**Wat je doet**: Typ het gedeelte van de records over dat begint bij de regel met "Question: In the above interface, where exactly is the traffic" en doorloopt tot en met het einde van de records. Neem die regels letterlijk over en geef verder niets.

**Records uit een dataset voor het labelen van kaders**:
##########

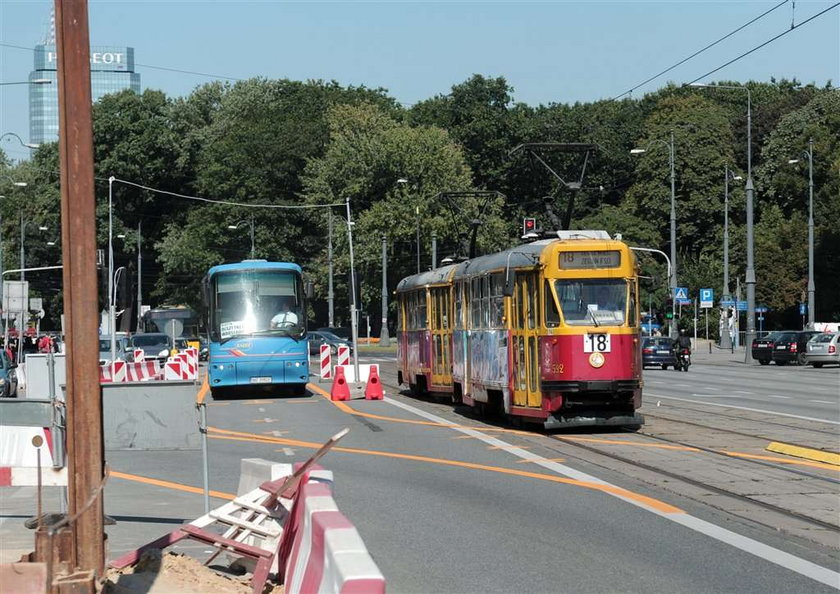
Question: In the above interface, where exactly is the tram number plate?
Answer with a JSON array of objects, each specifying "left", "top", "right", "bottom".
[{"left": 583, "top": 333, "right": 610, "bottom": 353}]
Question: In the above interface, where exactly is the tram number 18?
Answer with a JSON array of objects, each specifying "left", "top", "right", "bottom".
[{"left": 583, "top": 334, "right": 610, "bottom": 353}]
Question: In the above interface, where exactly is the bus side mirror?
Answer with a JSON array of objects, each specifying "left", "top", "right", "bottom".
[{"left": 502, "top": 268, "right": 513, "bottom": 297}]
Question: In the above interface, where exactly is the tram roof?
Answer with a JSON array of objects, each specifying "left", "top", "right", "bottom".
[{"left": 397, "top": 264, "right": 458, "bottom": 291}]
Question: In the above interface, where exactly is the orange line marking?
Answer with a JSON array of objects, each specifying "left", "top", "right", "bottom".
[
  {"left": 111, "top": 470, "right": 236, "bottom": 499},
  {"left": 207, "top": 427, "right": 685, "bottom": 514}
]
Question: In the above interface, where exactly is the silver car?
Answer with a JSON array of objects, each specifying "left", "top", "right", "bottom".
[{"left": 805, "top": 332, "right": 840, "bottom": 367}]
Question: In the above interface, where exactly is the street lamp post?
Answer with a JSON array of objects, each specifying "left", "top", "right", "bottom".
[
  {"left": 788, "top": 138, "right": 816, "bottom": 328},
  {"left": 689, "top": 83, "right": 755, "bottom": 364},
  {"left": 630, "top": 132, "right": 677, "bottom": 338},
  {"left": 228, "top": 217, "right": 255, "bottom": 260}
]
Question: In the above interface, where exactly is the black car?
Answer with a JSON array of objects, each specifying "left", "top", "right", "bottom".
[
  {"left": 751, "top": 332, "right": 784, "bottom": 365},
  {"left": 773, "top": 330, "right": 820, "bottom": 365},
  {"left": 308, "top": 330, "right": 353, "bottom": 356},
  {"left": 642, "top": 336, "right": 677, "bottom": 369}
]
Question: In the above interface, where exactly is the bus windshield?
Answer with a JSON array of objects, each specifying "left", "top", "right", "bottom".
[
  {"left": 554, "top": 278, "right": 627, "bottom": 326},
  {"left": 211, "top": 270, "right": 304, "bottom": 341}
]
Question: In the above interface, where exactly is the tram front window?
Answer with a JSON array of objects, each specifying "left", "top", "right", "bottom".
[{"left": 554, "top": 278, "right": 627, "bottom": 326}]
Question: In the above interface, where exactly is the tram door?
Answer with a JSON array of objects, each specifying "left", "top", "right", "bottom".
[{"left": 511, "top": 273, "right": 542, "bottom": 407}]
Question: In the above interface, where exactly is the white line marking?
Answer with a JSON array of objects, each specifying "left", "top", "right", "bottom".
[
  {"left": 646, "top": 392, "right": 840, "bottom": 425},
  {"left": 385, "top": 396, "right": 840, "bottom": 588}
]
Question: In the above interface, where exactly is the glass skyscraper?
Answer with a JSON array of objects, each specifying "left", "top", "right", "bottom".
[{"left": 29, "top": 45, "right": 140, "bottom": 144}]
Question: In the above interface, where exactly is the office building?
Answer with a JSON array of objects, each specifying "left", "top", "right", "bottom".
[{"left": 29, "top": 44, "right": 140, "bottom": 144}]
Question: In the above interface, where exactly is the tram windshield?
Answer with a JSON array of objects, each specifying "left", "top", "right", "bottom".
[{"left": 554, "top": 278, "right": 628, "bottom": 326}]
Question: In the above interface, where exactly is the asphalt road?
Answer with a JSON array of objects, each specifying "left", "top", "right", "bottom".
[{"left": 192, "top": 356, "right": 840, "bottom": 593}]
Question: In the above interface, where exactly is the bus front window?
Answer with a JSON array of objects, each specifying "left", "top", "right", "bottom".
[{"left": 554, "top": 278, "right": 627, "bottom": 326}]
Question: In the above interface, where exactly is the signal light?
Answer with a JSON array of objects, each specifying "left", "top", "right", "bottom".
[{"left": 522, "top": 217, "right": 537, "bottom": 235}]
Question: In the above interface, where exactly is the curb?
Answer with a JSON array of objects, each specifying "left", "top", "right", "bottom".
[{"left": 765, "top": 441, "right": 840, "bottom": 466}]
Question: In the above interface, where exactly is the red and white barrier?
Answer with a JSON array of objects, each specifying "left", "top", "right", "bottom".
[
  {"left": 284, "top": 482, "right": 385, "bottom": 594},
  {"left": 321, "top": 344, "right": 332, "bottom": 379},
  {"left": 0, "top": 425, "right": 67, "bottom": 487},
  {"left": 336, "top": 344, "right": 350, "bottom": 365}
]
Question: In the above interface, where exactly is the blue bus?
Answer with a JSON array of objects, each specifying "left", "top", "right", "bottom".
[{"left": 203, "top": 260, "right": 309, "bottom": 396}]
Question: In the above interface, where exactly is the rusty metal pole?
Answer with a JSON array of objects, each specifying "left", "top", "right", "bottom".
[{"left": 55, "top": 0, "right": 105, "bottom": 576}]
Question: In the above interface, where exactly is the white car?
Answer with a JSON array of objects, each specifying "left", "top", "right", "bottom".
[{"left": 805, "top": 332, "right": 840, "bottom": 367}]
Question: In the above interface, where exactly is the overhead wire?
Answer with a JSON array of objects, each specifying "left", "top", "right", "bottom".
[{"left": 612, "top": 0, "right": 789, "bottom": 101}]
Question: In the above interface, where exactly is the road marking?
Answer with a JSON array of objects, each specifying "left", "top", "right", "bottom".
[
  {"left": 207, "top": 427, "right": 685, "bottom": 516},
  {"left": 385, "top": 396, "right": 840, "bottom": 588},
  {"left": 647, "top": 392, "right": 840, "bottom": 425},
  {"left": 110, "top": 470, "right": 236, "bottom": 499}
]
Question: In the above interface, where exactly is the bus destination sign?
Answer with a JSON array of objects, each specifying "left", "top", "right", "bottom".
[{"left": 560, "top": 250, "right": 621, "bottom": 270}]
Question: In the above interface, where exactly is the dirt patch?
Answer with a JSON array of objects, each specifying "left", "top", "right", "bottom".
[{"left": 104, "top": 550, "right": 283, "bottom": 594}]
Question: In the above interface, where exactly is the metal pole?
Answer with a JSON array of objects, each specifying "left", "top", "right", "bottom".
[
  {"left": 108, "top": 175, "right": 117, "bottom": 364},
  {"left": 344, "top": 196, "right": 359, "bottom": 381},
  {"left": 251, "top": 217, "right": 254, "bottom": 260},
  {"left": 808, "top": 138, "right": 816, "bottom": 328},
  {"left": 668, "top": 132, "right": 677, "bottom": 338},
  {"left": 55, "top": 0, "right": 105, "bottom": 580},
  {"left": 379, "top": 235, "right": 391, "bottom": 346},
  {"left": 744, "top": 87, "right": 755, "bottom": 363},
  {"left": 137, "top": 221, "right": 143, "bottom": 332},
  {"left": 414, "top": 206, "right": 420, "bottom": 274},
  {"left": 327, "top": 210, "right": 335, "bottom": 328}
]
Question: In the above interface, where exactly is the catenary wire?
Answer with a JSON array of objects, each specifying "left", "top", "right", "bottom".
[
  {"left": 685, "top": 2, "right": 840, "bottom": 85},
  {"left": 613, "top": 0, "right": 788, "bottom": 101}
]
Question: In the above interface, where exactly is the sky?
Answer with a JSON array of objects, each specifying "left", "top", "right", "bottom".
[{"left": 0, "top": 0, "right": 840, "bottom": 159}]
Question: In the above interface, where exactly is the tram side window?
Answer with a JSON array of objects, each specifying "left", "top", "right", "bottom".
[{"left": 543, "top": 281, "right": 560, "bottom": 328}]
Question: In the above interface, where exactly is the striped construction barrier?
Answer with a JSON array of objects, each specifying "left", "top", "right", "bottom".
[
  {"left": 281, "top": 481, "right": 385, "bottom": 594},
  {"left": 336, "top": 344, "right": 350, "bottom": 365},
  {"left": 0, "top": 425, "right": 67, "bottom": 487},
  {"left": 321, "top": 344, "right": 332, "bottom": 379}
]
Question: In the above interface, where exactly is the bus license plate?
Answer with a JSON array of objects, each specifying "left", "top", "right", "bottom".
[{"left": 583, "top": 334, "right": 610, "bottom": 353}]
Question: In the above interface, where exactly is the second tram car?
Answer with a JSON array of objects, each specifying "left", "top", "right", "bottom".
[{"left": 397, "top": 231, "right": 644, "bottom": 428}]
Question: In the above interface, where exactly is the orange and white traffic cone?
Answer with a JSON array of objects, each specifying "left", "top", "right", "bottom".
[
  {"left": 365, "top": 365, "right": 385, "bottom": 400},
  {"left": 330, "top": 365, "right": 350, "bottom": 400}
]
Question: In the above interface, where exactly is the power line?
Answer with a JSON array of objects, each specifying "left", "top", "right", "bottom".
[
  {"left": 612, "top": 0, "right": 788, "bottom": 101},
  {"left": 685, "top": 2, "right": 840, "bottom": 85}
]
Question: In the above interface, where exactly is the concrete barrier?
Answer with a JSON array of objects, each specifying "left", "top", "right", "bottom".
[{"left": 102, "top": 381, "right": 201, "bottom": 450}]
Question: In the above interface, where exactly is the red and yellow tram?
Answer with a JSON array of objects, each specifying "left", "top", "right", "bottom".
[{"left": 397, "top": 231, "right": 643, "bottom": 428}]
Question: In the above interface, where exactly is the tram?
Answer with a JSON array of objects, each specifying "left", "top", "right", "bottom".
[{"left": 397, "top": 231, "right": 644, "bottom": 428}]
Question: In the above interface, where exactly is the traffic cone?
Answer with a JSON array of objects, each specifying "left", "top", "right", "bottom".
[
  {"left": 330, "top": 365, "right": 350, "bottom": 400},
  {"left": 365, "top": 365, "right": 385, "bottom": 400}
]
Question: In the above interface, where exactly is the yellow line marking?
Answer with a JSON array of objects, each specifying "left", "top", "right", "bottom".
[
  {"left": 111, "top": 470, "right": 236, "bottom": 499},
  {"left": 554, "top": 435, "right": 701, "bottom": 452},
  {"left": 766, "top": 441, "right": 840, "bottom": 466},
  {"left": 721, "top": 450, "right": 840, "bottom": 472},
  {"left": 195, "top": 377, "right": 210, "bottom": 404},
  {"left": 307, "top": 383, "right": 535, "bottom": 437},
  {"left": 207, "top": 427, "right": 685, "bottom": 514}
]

##########

**Als antwoord**:
Question: In the above interface, where exactly is the traffic cone?
Answer with a JSON array of objects, each specifying "left", "top", "right", "bottom".
[
  {"left": 330, "top": 365, "right": 350, "bottom": 400},
  {"left": 365, "top": 365, "right": 385, "bottom": 400}
]
Question: In the above interface, where exactly is the yellow line marking?
Answer with a JSON array of objects, each specifying "left", "top", "right", "bottom".
[
  {"left": 111, "top": 470, "right": 236, "bottom": 499},
  {"left": 554, "top": 435, "right": 701, "bottom": 452},
  {"left": 766, "top": 441, "right": 840, "bottom": 466},
  {"left": 721, "top": 450, "right": 840, "bottom": 472},
  {"left": 195, "top": 377, "right": 210, "bottom": 404},
  {"left": 307, "top": 383, "right": 535, "bottom": 437},
  {"left": 207, "top": 427, "right": 685, "bottom": 514}
]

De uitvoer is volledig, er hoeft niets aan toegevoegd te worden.